EXERCISE DESCRIPTION »
Using the material below, repeat exactly the lines from the one with "Expected: one point per instance of the stair" through the one with "Target: stair step", ends included, without any images.

** MATERIALS PROVIDED follows **

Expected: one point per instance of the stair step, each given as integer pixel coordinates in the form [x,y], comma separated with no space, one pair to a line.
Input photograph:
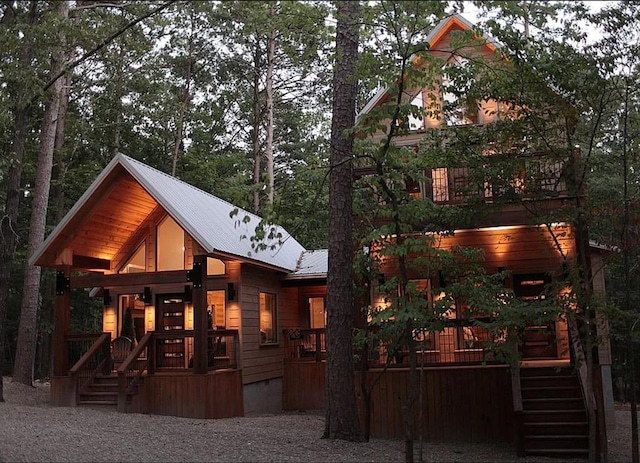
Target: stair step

** End of MATERIALS PROVIDED **
** MATERIALS PROVIDED follows **

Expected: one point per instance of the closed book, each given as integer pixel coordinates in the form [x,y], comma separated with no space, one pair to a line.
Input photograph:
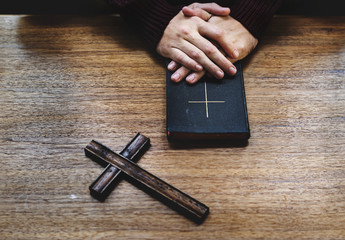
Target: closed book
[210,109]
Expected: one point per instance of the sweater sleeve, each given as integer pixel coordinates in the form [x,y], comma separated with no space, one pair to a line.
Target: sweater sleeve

** End of MATERIALS PROVIDED **

EXERCISE SOLUTION »
Expected: one point per instance of the stair step, each given as integer pixel coordinates in the form [x,y], comma separated with no space, one pair to a line.
Input photograph:
Target: stair step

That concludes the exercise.